**EXERCISE MATERIALS:**

--- --- ---

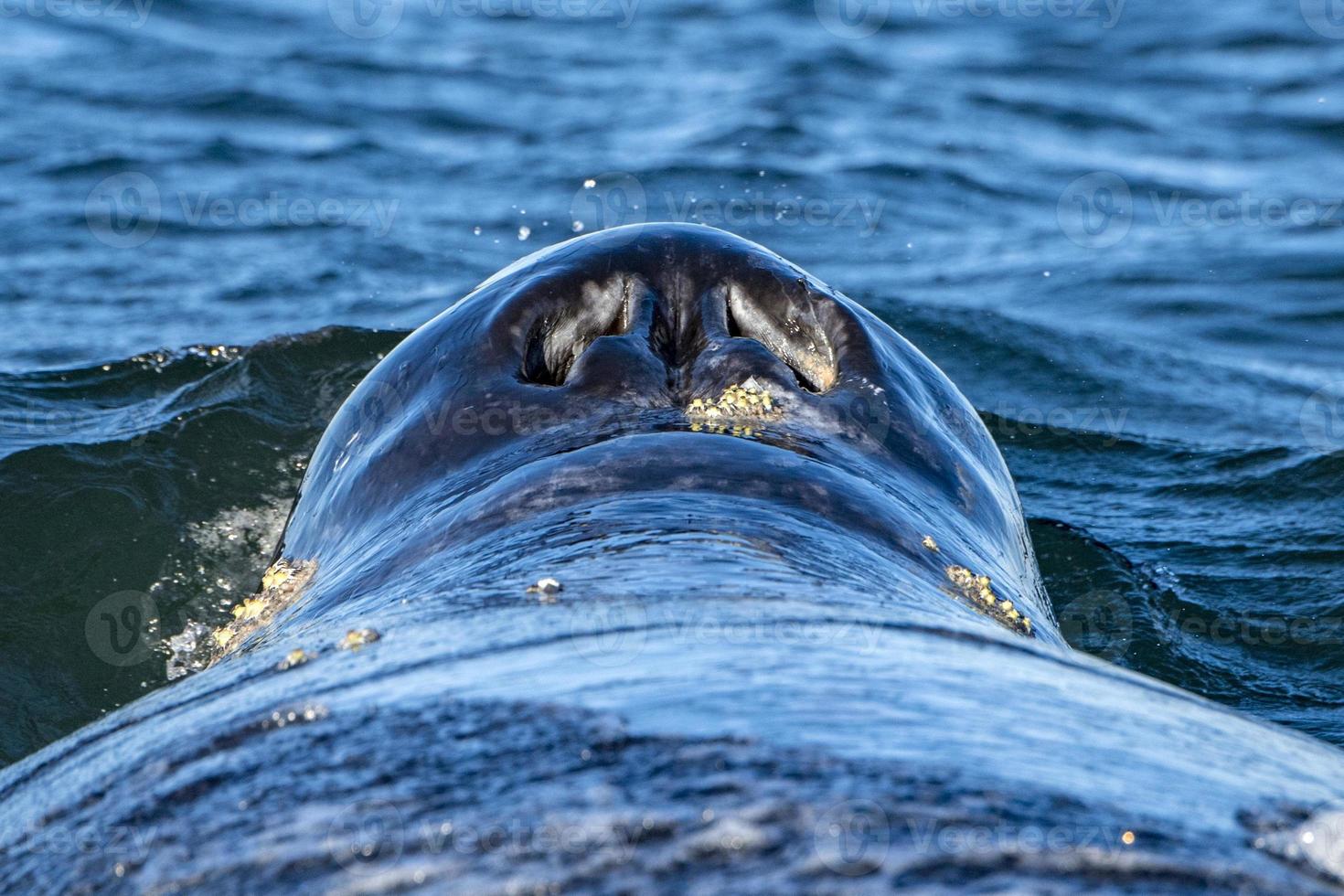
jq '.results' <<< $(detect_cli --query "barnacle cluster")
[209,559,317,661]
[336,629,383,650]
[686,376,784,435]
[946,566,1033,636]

--- --- ---

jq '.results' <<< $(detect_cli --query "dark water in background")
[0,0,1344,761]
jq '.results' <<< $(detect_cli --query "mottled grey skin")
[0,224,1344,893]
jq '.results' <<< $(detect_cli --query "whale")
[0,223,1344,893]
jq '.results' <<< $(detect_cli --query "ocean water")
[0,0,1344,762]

--- --- ---

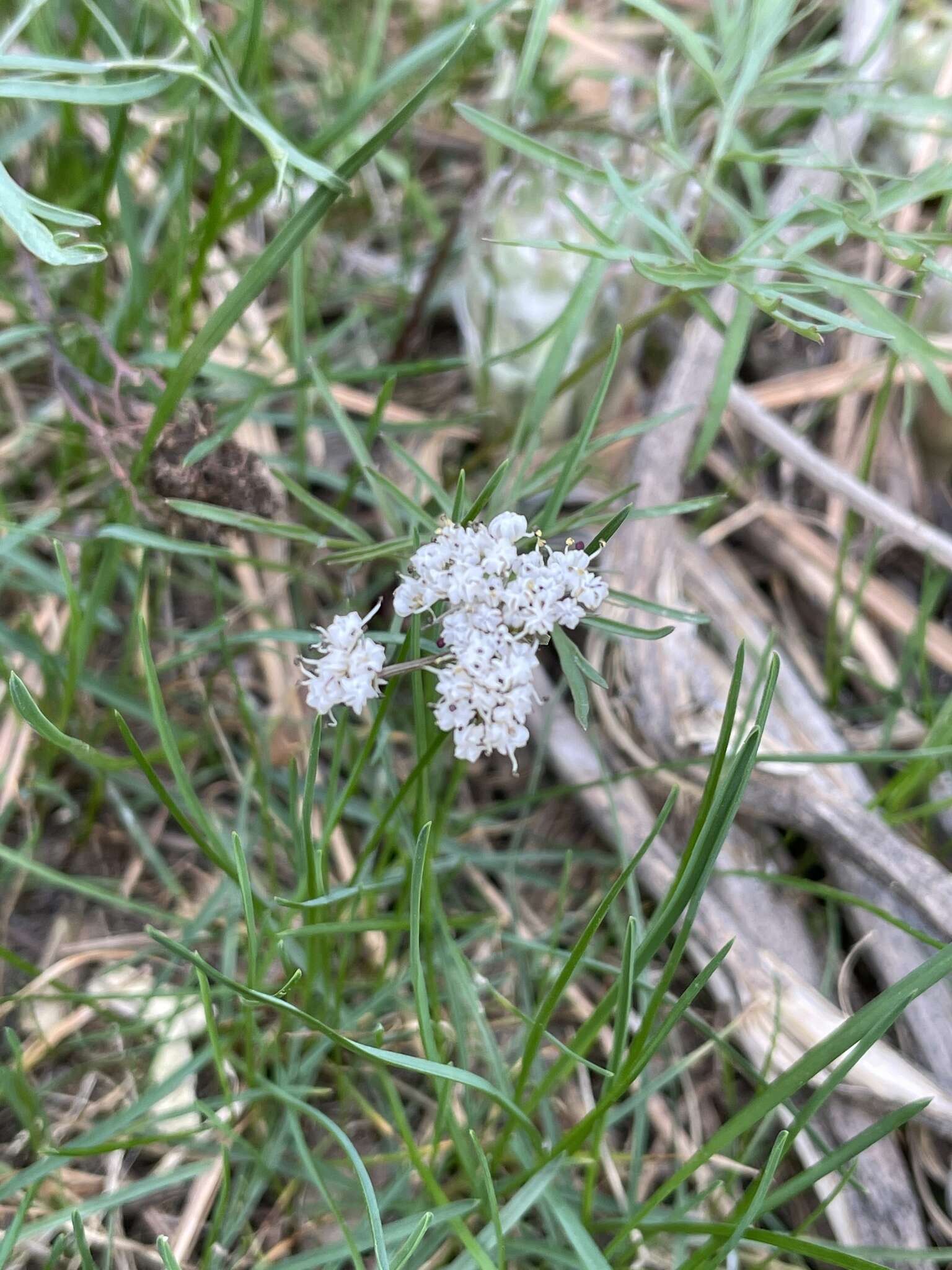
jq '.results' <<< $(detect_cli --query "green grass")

--- --- ---

**WHAT IS EXPECTED:** Count the rows above that contain the string "results" with case taken into account, and give only the number.

**EXERCISE ANSWER:** 6